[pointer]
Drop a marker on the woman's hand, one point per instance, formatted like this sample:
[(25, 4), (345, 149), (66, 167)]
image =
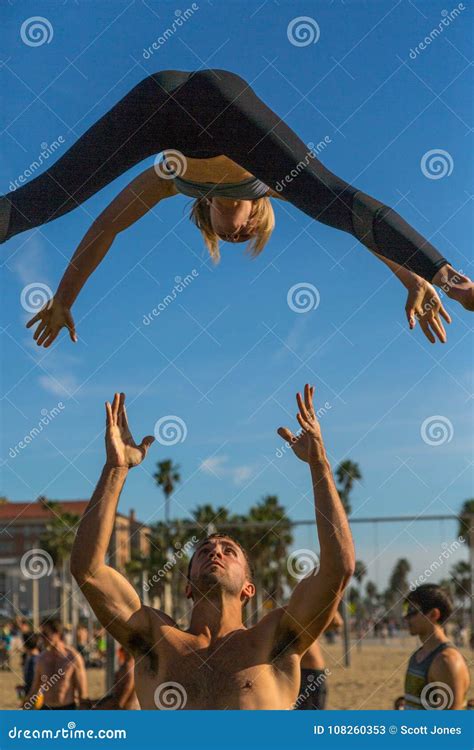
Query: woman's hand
[(54, 316), (122, 450), (307, 444), (424, 303)]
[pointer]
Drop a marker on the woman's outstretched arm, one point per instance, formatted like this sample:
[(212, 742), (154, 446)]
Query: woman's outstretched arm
[(137, 198)]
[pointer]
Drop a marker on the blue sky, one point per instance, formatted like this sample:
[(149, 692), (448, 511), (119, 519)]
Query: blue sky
[(229, 354)]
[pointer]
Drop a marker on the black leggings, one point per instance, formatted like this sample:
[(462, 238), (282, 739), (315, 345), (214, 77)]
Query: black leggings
[(204, 114)]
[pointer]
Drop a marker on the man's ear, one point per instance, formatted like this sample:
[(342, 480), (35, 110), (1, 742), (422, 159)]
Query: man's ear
[(434, 615), (188, 591), (248, 591)]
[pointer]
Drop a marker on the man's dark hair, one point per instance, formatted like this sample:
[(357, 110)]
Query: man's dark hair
[(218, 535), (54, 625), (430, 596), (32, 641)]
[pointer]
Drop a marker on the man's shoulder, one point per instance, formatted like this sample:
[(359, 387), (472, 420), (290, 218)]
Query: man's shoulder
[(448, 660), (158, 617), (269, 622)]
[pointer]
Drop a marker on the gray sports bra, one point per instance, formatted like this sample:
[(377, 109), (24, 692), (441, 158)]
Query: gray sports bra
[(249, 189)]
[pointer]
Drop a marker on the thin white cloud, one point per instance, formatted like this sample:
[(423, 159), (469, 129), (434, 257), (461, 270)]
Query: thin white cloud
[(59, 385), (218, 466), (29, 264)]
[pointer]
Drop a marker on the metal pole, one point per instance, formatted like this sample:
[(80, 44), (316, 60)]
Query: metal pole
[(346, 631), (35, 603), (470, 520), (110, 665)]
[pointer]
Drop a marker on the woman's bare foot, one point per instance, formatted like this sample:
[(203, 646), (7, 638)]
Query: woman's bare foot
[(456, 286)]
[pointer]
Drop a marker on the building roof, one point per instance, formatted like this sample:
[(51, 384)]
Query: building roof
[(38, 512)]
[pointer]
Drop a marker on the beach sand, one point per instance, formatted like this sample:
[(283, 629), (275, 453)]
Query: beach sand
[(373, 681)]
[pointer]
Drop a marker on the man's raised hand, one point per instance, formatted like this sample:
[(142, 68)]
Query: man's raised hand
[(122, 451), (308, 443)]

═══

**EXERCISE INSTRUCTIONS:** Skip the pictures, then retype every line above exactly.

**EXERCISE OUTPUT:**
[pointer]
Drop a marker on the woman's hand, one point per instance, formatted like this sample:
[(25, 4), (345, 149), (66, 167)]
image =
Query: woman's hand
[(54, 316), (122, 450), (307, 444), (424, 303)]
[pointer]
Drop a marker on the woman's outstretched arm, one point per instance, formatted like this sample:
[(212, 742), (154, 446)]
Query: woman's outstretched arm
[(137, 198)]
[pointer]
Drop a marker on the blue sky, one point per instance, formatted like this sample:
[(149, 692), (448, 511), (119, 519)]
Query: blue sky
[(229, 354)]
[pointer]
Drop a marker on the black leggings, one point per instance, formatted like this sample:
[(462, 238), (282, 739), (315, 345), (214, 77)]
Query: black leggings
[(204, 114)]
[pointer]
Drop a marker on the man's ear, one point per instance, formatted like this sample:
[(342, 480), (35, 110), (1, 742), (422, 159)]
Query: man's ear
[(434, 615), (188, 591), (248, 591)]
[pointer]
Drop a marker on the man's dark hair, one point per instance, formatted like this sample:
[(357, 110)]
Query: man's dark hair
[(218, 535), (54, 625), (430, 596), (32, 641)]
[pointer]
Drop a marker on the man's shoulder, one point per instance, formatted like this sample:
[(359, 387), (472, 420), (290, 218)]
Query: man's shoulder
[(448, 660), (158, 617), (269, 622)]
[pointer]
Drop a marker on the gray sports bra, one point per instance, formatted like this sample:
[(377, 109), (24, 692), (441, 158)]
Query: gray sports bra
[(249, 189)]
[pointer]
Drop a marker on the thin white cloud, one point per instance, formatted like this sample:
[(423, 159), (469, 129), (434, 257), (461, 270)]
Query: thin white cloud
[(59, 385), (218, 466), (29, 264)]
[pointer]
Drop a marker on the metal pole, one point per instance, formatted like this sample:
[(80, 44), (316, 60)]
Query: metal pole
[(346, 631), (35, 603), (470, 520), (110, 665)]
[pointer]
Drop a marker on the woman's bare foot, one point per instance, formatted like this sample:
[(203, 646), (7, 638)]
Query: woman's bare foot
[(456, 286)]
[pointer]
Drop a marker on the building roof, one point per instance, formatted like this sample:
[(51, 384)]
Query: building roof
[(38, 512)]
[pointer]
Drop a marker on the beach sand, one point per instance, formatted like this sample:
[(283, 629), (275, 453)]
Query: beach sand
[(373, 681)]
[pointer]
Drop a marker on the man's raised hand, one point per instance, formatted like this sample:
[(142, 68)]
Query: man's raised hand
[(122, 451), (308, 443)]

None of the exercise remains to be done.